▼
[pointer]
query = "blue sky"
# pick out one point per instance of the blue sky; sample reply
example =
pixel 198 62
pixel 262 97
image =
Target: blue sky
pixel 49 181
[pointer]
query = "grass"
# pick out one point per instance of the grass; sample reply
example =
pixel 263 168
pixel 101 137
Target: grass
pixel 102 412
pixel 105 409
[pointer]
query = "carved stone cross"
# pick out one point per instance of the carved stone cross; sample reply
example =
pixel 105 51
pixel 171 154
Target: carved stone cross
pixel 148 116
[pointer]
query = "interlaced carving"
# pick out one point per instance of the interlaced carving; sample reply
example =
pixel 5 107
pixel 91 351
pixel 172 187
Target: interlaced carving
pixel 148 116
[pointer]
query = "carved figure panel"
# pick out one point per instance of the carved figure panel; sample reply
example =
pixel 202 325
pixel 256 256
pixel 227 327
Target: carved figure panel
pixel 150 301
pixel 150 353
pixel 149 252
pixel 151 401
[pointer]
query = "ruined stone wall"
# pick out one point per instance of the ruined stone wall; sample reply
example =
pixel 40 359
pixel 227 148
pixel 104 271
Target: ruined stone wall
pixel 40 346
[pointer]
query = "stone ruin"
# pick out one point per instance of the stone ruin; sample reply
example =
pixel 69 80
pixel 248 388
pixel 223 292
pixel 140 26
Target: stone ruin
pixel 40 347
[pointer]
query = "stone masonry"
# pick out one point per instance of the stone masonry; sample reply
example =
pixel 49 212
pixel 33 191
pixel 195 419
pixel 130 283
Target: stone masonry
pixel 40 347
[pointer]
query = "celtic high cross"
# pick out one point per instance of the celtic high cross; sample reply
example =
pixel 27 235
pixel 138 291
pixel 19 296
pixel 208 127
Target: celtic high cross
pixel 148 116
▲
▶ Task requirements
Reproduce the records above, replacing "sample reply" with "model reply" wherever it occurs and keeping every other line unchanged.

▶ The reply
[pointer]
query = "blue sky"
# pick out one point per instance of the blue sky; model reply
example =
pixel 198 62
pixel 262 97
image =
Target: blue sky
pixel 49 181
[pointer]
query = "grass"
# pick out one point per instance of the grass; model reply
example =
pixel 263 168
pixel 101 137
Target: grass
pixel 102 412
pixel 105 409
[pointer]
query = "carved stone cross"
# pick out one point per instance of the carved stone cross; model reply
example =
pixel 105 51
pixel 171 154
Target: carved stone cross
pixel 148 116
[pointer]
query = "interlaced carving"
# pick out one point per instance of the interlaced carving; model reply
example =
pixel 5 107
pixel 91 351
pixel 172 187
Target: interlaced carving
pixel 148 116
[pointer]
query = "carved figure panel"
# pick out one point per instance of the carved figure panel; model reply
example =
pixel 202 325
pixel 256 256
pixel 227 327
Target: carved figure panel
pixel 150 301
pixel 150 353
pixel 149 252
pixel 151 401
[pointer]
query = "ruined stone wall"
# pick out one point per instance of the ruined stone wall; model reply
example =
pixel 40 359
pixel 227 148
pixel 104 271
Target: ruined stone wall
pixel 40 346
[pointer]
query = "stone ruin"
# pick out one point per instance of the stone ruin; model reply
example =
pixel 69 80
pixel 248 388
pixel 223 292
pixel 140 26
Target: stone ruin
pixel 40 347
[pointer]
query = "stone masonry"
# pick out one point per instance of the stone masonry; model reply
example =
pixel 49 212
pixel 33 191
pixel 195 419
pixel 130 283
Target: stone masonry
pixel 40 347
[pointer]
query = "celtic high cross"
# pick out one point per instance of the celtic high cross; model reply
example =
pixel 27 235
pixel 138 291
pixel 19 296
pixel 208 127
Target: celtic high cross
pixel 148 116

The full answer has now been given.